# I told you that....



## oreo12345 (Mar 27, 2013)

Here is the situation.

My wife expects me to remember everything that she tells me. For example, she tells me that she is having lunch with her friend tomorrow. Next day during the phone conversation during lunch time, I casually ask her what she is doing, and she says "I told you I am having lunch with my friend." I can feel/hear that she is mad that I did not remember what she told me. It is not like I did not remember, it is more of I did not think of it when I was talking to her.

This happens everyday almost on something. She thinks not remembering = not caring.

Funny thing is she does this to me all the time. It does not bother me though. I tried to talk to her about it. I tried to do the same to her to show. She says "I told you that..."every single time it happens...

Am I in the wrong? Should I think about each phrases before saying it?


----------



## Holland (Aug 20, 2012)

If it is continual that you don't remember what she has told you then yes it could be seen as not caring. Do you actually listen to her or do you just see her open her mouth and do not register what she says?

I guess it depends on if it is all the time. We all forget stuff but if a partner regularly shows little interest then I get it that she thinks you don't care. Maybe she feels her life is irrelevant to you.


----------



## Kermitty (Dec 27, 2012)

Tasks to perform:
1: According to the thread, what does the first poster's wife think not remembering means?
2: Copy the thread's text from "I guess it depends" up to and including "(Dec 27, 2012)".

Raw records:
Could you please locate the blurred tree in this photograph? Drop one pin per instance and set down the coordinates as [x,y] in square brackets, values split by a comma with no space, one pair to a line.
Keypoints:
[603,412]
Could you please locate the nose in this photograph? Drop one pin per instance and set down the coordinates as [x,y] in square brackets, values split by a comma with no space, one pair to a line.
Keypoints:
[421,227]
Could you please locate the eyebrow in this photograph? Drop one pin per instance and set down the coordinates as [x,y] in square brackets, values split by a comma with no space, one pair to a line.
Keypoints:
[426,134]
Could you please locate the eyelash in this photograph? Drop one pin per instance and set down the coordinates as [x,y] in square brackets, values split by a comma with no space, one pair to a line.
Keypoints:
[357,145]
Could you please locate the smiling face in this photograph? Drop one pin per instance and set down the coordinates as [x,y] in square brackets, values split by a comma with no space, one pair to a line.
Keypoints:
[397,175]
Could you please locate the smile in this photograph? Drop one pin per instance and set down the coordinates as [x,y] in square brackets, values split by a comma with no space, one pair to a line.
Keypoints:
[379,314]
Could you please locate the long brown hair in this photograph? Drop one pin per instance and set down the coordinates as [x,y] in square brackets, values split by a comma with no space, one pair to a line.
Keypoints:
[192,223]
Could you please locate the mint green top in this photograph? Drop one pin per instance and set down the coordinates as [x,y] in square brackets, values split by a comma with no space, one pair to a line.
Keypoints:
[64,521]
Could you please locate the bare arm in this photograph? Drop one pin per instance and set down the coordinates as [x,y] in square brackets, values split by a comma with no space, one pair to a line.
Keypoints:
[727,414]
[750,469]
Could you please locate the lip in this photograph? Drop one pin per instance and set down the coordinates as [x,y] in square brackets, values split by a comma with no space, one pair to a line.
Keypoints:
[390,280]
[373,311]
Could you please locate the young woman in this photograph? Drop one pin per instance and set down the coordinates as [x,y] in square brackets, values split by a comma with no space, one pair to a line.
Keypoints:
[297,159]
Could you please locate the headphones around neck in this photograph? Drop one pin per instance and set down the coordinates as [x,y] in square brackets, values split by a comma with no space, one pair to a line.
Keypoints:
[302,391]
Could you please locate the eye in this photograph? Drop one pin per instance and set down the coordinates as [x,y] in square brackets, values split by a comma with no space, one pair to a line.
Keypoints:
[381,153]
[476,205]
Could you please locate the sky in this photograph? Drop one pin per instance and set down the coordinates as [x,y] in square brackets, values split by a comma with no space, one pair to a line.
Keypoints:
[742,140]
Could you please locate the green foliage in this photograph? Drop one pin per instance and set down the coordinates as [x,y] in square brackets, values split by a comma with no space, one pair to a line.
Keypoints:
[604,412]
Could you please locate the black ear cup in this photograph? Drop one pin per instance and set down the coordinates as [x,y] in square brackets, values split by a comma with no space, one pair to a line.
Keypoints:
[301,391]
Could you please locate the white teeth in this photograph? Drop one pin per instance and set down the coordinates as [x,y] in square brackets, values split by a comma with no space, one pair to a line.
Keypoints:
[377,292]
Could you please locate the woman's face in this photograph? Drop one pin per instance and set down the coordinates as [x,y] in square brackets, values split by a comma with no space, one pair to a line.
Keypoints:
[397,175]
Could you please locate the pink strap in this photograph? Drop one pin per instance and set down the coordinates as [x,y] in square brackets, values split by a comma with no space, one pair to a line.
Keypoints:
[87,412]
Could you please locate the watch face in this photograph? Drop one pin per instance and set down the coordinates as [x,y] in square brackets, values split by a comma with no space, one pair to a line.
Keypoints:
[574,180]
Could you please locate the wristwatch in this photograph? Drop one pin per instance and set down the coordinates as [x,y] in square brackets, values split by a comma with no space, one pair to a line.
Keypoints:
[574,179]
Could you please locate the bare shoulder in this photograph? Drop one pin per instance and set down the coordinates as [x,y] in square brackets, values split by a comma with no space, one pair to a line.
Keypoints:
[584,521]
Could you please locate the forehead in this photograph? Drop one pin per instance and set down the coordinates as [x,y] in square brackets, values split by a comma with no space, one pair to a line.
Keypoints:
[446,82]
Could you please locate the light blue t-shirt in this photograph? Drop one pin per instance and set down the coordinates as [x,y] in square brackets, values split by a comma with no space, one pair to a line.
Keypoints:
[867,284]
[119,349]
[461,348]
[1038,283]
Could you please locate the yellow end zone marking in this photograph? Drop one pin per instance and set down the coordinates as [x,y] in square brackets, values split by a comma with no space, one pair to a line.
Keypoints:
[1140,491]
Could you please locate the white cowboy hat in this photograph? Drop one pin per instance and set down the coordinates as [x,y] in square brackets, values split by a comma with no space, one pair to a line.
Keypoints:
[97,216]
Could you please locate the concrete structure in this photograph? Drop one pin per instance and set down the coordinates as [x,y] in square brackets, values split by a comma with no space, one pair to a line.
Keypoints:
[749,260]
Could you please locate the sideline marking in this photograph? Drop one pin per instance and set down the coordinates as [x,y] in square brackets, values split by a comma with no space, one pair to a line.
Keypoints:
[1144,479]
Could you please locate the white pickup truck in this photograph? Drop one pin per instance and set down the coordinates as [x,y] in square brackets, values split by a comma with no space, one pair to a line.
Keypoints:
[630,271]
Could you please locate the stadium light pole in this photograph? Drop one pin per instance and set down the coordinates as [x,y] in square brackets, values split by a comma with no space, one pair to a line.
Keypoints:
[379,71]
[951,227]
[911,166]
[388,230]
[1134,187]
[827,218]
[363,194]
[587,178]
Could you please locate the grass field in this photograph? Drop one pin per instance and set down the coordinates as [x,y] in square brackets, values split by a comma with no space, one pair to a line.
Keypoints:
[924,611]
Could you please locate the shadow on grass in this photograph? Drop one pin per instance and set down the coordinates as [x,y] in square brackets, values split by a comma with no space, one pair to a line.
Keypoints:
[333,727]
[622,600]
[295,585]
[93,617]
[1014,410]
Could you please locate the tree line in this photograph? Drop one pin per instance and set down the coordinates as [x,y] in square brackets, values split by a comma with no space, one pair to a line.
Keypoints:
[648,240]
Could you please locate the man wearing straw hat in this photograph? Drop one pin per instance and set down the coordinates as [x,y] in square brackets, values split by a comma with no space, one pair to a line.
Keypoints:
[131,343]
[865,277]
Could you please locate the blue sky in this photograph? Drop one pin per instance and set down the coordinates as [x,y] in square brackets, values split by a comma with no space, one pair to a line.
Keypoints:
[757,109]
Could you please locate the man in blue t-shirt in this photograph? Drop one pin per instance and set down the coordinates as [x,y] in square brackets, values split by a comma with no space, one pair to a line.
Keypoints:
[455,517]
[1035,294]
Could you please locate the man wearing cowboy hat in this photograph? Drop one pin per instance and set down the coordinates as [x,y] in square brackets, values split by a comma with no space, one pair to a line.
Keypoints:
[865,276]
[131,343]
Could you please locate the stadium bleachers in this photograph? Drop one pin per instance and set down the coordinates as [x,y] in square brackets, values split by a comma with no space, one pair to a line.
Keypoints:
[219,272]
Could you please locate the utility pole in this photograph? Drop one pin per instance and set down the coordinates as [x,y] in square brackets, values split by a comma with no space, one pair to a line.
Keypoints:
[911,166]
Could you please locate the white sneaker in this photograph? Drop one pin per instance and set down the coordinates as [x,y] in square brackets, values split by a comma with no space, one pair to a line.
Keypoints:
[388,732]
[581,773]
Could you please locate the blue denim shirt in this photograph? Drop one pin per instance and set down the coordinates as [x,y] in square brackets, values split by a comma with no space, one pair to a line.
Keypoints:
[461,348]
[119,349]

Results for each task:
1: Not caring.

2:
I guess it depends on if it is all the time. We all forget stuff but if a partner regularly shows little interest then I get it that she thinks you don't care. Maybe she feels her life is irrelevant to you.


----------



## Kermitty (Dec 27, 2012)